__Materials provided__.
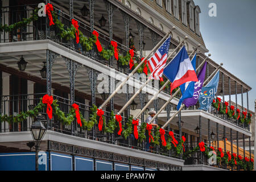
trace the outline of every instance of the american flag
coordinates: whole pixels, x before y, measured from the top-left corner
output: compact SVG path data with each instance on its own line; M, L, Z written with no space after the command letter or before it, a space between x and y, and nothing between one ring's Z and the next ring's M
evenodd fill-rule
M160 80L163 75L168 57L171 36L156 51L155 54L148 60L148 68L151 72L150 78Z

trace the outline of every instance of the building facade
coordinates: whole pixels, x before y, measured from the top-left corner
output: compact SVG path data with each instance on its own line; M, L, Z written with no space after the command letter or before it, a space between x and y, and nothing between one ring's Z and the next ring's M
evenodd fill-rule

==

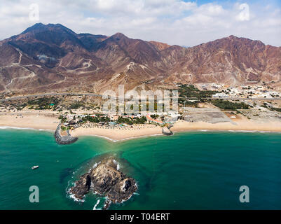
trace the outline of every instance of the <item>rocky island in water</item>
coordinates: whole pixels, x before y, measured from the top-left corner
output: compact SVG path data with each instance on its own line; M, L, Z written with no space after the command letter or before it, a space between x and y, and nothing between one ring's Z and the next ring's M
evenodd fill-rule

--

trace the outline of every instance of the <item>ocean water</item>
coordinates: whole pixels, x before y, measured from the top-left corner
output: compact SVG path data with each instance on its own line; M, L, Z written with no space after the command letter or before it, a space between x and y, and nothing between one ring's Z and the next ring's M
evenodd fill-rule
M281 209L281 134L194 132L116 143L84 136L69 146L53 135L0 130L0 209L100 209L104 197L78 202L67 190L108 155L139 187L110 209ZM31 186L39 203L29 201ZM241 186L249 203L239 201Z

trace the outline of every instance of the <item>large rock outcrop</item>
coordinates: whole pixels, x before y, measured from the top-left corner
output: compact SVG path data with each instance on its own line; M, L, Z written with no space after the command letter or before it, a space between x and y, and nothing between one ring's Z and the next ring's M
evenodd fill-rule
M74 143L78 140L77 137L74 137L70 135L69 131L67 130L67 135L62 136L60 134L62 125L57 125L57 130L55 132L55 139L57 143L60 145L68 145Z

__The problem__.
Return each line of the records above that contains the string "every".

__Correct response__.
trace the outline of every instance of the american flag
trace the outline of every instance of the building facade
trace the outline of every instance of the <item>rocky island in water</item>
trace the outline of every instance of the <item>ocean water</item>
trace the outline of every instance of the <item>large rock outcrop</item>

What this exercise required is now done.